Records from a data source
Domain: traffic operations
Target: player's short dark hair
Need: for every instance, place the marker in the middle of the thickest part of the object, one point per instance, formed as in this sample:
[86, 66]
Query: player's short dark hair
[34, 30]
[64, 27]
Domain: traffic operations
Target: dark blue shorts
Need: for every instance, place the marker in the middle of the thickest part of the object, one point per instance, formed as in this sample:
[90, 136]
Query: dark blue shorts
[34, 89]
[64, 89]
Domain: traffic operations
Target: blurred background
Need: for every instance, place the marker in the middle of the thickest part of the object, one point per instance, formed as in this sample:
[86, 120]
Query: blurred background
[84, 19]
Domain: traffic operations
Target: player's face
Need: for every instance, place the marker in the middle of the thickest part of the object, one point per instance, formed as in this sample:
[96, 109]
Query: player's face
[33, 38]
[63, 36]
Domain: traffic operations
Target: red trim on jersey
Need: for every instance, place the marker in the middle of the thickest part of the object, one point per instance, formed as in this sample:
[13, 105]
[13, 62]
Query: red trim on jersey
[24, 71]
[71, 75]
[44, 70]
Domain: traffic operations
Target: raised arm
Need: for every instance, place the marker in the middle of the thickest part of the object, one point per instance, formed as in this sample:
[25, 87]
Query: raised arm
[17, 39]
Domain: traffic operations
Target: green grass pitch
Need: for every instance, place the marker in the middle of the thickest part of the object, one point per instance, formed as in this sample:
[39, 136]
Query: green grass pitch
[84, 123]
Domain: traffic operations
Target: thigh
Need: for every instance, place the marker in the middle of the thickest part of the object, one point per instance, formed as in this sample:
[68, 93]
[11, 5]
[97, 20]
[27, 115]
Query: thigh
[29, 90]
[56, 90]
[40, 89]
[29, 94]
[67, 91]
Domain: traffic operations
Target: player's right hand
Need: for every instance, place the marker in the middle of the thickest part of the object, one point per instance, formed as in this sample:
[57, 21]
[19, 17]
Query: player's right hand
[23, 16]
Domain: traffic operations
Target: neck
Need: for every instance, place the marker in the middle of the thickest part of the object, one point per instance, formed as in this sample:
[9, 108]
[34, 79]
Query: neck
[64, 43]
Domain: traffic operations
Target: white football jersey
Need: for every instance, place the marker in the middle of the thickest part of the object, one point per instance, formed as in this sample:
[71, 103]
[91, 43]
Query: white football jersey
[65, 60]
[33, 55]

DESCRIPTION OF THE TASK
Every line above needs to be retyped exactly.

RESPONSE TO THIS TASK
Domain: traffic operations
Target: player's short dark hair
Need: for every instance, place the marker in the middle of the thickest part of the object, one point per instance, formed as in this sample:
[86, 66]
Query: player's short dark hair
[34, 30]
[64, 27]
Domain: traffic operations
Target: dark blue shorts
Need: for every instance, place the marker in the middle of the thickest part of the object, one point per instance, formed as in this sample:
[90, 136]
Query: dark blue shorts
[34, 89]
[64, 89]
Domain: traffic operations
Target: blurred background
Need: for every instance, place the marker in the middle of the thickest part of the object, one point per instance, formed as in this sample:
[86, 120]
Query: blurred background
[84, 19]
Domain: traffic operations
Target: player's face
Need: for every instance, place the marker in the middle of the thickest part of the object, one point per instance, formed as in this sample:
[96, 109]
Query: player's face
[33, 38]
[63, 36]
Domain: traffic operations
Target: red trim on jersey
Need: for every instance, place the marker in the middle of the thickest part of the object, one point per instance, formed as in this sample:
[13, 105]
[13, 62]
Query: red trim on jersey
[24, 71]
[71, 75]
[44, 70]
Domain: traffic operations
Target: raised arm
Need: for every instance, place the marker in the middle of the thickest part of the object, one point per instance, formed as in this sample:
[25, 87]
Query: raised arm
[17, 39]
Domain: traffic operations
Target: green grass pitch
Need: for every instance, place the marker in the middle of the thickest part of the object, one point per instance, formed as in this sample:
[39, 136]
Query: green grass pitch
[84, 123]
Domain: traffic operations
Target: thigh
Need: for every instance, place the marker in the middle of the thickest part of the object, one point per instance, formed as in this sample:
[68, 93]
[11, 5]
[97, 20]
[27, 115]
Query: thigh
[29, 90]
[56, 90]
[40, 89]
[29, 94]
[67, 91]
Domain: traffic operations
Target: player's right hand
Need: for every instance, place the marker in the middle of the thickest part of the object, one point per instance, formed as in this sample:
[57, 21]
[19, 17]
Query: player's right hand
[23, 16]
Domain: traffic operations
Target: neck
Need: for every instance, place the marker in the middle of the thickest part of the object, one point per instance, formed as in this sample:
[9, 108]
[34, 79]
Query: neck
[64, 43]
Domain: traffic operations
Target: white football jersey
Need: for every instance, place the marker in the middle of the thickest part of the object, one point per instance, formed as in this sample:
[71, 103]
[91, 43]
Query: white football jersey
[65, 60]
[33, 55]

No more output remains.